----- Dataset content

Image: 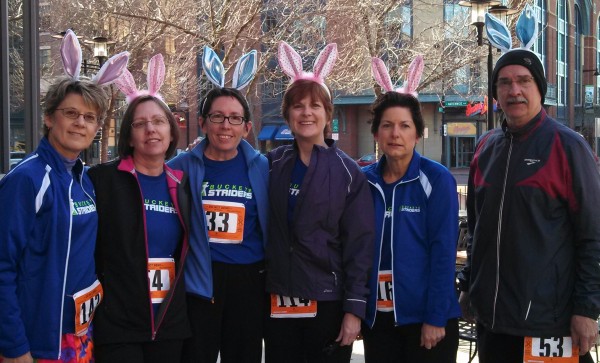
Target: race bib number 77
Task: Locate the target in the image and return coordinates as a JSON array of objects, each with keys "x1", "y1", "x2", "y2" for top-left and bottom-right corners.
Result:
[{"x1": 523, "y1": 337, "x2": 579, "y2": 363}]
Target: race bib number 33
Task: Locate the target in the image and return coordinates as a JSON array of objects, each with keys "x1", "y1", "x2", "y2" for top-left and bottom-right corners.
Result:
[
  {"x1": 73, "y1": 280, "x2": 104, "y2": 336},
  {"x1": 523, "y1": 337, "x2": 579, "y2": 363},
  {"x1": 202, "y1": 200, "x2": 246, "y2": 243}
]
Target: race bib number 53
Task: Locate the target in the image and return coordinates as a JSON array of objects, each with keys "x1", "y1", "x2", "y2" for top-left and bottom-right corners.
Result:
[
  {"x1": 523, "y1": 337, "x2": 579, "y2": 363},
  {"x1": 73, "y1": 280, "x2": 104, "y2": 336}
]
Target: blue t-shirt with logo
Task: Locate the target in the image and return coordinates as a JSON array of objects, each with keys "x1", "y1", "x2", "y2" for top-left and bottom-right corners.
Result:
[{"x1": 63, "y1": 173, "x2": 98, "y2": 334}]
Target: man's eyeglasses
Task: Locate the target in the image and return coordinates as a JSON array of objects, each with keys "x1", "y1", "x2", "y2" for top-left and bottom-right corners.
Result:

----------
----- Dataset content

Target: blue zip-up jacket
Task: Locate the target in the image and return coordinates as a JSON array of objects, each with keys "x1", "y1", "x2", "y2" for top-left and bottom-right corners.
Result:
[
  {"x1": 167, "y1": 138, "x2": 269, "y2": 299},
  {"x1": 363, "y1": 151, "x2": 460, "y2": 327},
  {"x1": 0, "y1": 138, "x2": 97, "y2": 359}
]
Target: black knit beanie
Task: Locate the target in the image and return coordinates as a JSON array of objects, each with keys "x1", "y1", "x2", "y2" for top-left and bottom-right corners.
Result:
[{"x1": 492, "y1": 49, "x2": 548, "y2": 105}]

----------

=== Aim of the exercise ===
State how many lines of the records contain the string "race", with case counting, and give only that number.

=== Exercise result ===
3